* WORK INSTRUCTION *
Wherever the word "instance" occurs in the listing, copy the whole line.

* SUPPLIED RECORDS *
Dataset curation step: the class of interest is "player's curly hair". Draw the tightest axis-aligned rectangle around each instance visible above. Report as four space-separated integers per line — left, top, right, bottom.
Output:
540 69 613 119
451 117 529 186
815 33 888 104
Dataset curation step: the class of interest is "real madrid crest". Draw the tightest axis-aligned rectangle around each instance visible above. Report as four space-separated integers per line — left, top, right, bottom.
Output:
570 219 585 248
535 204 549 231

--

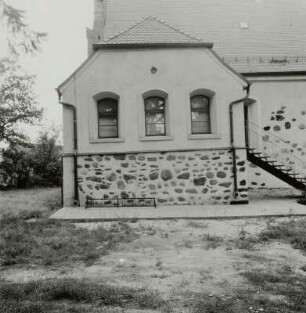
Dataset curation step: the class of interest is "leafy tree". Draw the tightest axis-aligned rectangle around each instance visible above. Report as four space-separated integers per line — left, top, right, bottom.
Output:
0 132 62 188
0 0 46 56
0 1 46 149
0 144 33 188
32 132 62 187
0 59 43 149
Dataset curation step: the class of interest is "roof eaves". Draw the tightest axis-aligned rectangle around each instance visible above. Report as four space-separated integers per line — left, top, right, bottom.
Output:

* SOLVED EXERCISE *
Dataset curation step: the class of interest is "player's curly hair". Draw the tightest axis-aligned rectangle around each instance visible above. Report as four space-separated integers per line — left, top, right, bottom.
Dataset curation step: the class of interest is "real madrid crest". Draw the tightest axis-aligned rectangle around each instance visible above. Report as four space-separated integers per line — left, top, right, bottom.
Dataset curation step: the class of interest is "leafy tree". Draw the tightest axis-aligned rectangle around each instance visible above. Report as four space-separated integers per line — left, top, right, bottom.
Dataset curation step: the class of interest is "roof eaves". Draw the tightest axis-aligned rectangle around each instance visible above. Report as four space-separated integers per line — left, top, right, bottom.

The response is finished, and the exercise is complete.